*** PROVIDED ENTRIES Section Begins ***

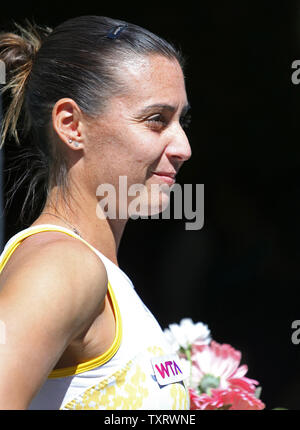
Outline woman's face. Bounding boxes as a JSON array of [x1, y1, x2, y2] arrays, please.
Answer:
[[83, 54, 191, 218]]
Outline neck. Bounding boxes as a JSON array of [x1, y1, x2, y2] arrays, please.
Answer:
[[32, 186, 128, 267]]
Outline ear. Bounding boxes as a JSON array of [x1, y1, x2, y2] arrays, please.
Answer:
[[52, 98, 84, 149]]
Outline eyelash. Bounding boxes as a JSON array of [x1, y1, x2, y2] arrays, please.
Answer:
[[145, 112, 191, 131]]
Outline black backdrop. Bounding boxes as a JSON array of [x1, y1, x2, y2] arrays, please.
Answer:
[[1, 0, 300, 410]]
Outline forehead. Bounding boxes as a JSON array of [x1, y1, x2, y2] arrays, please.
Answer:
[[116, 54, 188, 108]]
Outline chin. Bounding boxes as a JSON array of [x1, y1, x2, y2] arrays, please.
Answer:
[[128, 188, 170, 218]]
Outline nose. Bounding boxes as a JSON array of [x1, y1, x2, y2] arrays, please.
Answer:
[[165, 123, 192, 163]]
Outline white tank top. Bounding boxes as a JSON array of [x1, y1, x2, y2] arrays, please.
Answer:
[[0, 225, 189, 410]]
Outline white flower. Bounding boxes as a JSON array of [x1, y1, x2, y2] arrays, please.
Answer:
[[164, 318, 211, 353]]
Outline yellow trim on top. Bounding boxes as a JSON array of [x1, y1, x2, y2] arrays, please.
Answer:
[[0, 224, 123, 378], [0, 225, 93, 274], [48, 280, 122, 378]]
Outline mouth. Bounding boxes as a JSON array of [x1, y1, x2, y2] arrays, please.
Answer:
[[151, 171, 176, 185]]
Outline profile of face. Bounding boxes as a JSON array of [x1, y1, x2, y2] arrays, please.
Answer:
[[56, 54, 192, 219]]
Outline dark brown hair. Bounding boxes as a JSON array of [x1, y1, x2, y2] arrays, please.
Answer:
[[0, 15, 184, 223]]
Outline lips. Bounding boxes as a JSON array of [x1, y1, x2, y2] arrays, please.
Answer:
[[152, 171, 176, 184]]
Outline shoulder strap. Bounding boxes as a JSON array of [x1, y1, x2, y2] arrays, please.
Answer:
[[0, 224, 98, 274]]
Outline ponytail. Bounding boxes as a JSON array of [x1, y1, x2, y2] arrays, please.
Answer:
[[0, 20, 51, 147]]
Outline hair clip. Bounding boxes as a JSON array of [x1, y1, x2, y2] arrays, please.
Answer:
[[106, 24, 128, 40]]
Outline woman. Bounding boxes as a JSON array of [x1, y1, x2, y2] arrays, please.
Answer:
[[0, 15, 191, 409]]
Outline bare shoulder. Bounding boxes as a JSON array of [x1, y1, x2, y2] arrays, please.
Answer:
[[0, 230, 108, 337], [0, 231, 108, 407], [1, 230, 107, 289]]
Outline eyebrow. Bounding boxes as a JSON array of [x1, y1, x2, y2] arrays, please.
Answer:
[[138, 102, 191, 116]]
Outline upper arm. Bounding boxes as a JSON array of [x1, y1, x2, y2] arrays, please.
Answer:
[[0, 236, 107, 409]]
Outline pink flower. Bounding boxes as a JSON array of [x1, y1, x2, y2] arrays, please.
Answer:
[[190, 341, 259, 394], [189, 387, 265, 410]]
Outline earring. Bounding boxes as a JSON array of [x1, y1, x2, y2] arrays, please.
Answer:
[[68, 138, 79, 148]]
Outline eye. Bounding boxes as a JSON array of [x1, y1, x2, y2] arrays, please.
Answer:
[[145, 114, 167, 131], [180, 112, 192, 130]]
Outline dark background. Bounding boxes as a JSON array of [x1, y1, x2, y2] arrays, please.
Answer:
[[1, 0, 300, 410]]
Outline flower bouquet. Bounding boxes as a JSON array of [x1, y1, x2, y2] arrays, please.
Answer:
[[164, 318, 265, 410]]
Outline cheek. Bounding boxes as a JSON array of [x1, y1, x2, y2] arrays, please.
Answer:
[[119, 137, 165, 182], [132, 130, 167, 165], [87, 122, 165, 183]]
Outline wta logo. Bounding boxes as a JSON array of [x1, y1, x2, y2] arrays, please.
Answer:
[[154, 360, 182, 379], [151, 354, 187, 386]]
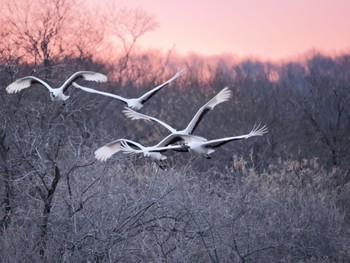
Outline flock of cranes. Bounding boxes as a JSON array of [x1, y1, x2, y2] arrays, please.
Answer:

*** PROVIDED ENTRIES Section Ends ***

WHAT TO PRODUCE -> Where the data includes pictures, leave them out and write out everything else exactly.

PROBLEM SOLUTION ->
Outline woman's face. Bounding boxes as a JSON array of [x1, y1, x2, y2] arrays, please.
Answer:
[[83, 54, 191, 218]]
Outline neck. Bounding boxes as a JSON array of [x1, y1, x2, y2] arrays, please.
Answer:
[[32, 186, 128, 267]]
Outline ear. Bounding boxes as a JSON array of [x1, y1, x2, y2] arrays, please.
Answer:
[[52, 98, 84, 149]]
Outline eyelash. Bounding boxes as a JSON array of [x1, y1, x2, y2] arrays, please.
Answer:
[[145, 112, 191, 131]]
Outline black backdrop. Bounding boxes as a JSON array of [x1, y1, x2, y2] arrays, please.
Answer:
[[1, 0, 300, 410]]
Outline forehead. Bounding boxes as a JSON array of [x1, y1, x2, y2] arrays, please.
Answer:
[[116, 54, 188, 108]]
Outline chin. Bounding boxes as a JSON array of [x1, y1, x2, y2] arrays, please.
Answer:
[[128, 188, 170, 218]]
Outline nose. Bounding boxes as a JSON array of [x1, y1, x2, y2] arrays, please.
Answer:
[[165, 123, 192, 163]]
Outline white tank top. Bounding boxes as a JSON array of [x1, y1, x2, y2] arrays, please.
Answer:
[[0, 225, 189, 410]]
Outline white flower. Bounding boxes as a JSON array of [x1, y1, x2, y2] arrays, please.
Answer:
[[164, 318, 211, 353]]
Outline yellow trim on top. Bounding boxes as a JSON array of [x1, y1, x2, y2] arrays, please.
Answer:
[[0, 224, 123, 378], [0, 225, 93, 274], [48, 280, 122, 378]]
Outline mouth. Bounding boxes as a JSON array of [x1, y1, x2, y2] arrays, please.
Answer:
[[151, 171, 176, 185]]
Outline profile of face. Bounding boxes as a JSON array of [x1, y1, x2, y2] arrays, please.
Answer:
[[56, 54, 192, 219]]
Outline dark brown hair. Bounding boxes as a JSON array of [x1, y1, x2, y2] arrays, please.
Answer:
[[0, 15, 184, 223]]
Outline lips. Bounding boxes as a JSON array of [x1, y1, x2, y2] arrays, please.
Answer:
[[152, 171, 176, 184]]
Outline shoulder strap. Bounding boxes as a JSON array of [x1, y1, x2, y2] arrays, please.
Answer:
[[0, 224, 98, 274]]
Outline ponytail. Bounding boxes as a JSON array of [x1, y1, x2, y2] arrays, please.
Answer:
[[0, 20, 51, 147]]
Outline hair clip. Bounding boxes as a JSON array of [x1, y1, x2, y2] arrays, please.
Answer:
[[106, 24, 128, 40]]
Outline woman. Bounding boxes as a JSON array of [x1, y1, x2, y2] arrays, please.
Answer:
[[0, 15, 191, 409]]
Outline bare shoulder. Bounding boxes as a JSON array of [x1, y1, x2, y2] arrays, please.
Answer:
[[0, 230, 108, 337], [0, 231, 108, 407], [1, 230, 107, 289]]
Outline eyebrow. Bounding boxes as a JSON array of [x1, y1, x2, y2] arrays, please.
Answer:
[[138, 102, 191, 116]]
Outline upper arm. Bounding boxes as a JSON array of [x1, y1, x2, y2] arrays, please.
Answer:
[[0, 236, 107, 409]]
Outline pink flower. Bounding boxes as a JSON array of [x1, y1, x2, y2] arrays, please.
Answer:
[[190, 341, 259, 394], [189, 387, 265, 410]]
Outline earring. Bounding boxes as a JSON array of [x1, y1, x2, y2] arrays, please.
Answer:
[[68, 138, 79, 148]]
Outline eye. Bounding boxes as a JSON array of [x1, y1, x2, y2] arrays, please.
Answer:
[[145, 114, 167, 131], [180, 112, 192, 130]]
Outline dark background. Bounding boxes as a JSON array of [x1, y1, x2, y2] arrays, please.
Answer:
[[1, 0, 300, 410]]
Outline flower bouquet. Bounding boxes as a JSON array of [x1, y1, x2, y2] arrays, please.
Answer:
[[164, 318, 265, 410]]
Outline cheek. Bounding boxes as a JSON array of [x1, y1, x2, y2] arrays, please.
Answer:
[[119, 137, 165, 182], [132, 130, 167, 165], [87, 122, 165, 183]]
Outline wta logo. Bounding boxes as a JSON array of [x1, y1, x2, y2] arrays, please.
Answer:
[[154, 360, 182, 379], [151, 354, 187, 386]]
Outline flock of cranes. Bounding boxes as a JSON array of [x1, y1, x2, y2] arrays, please.
Answer:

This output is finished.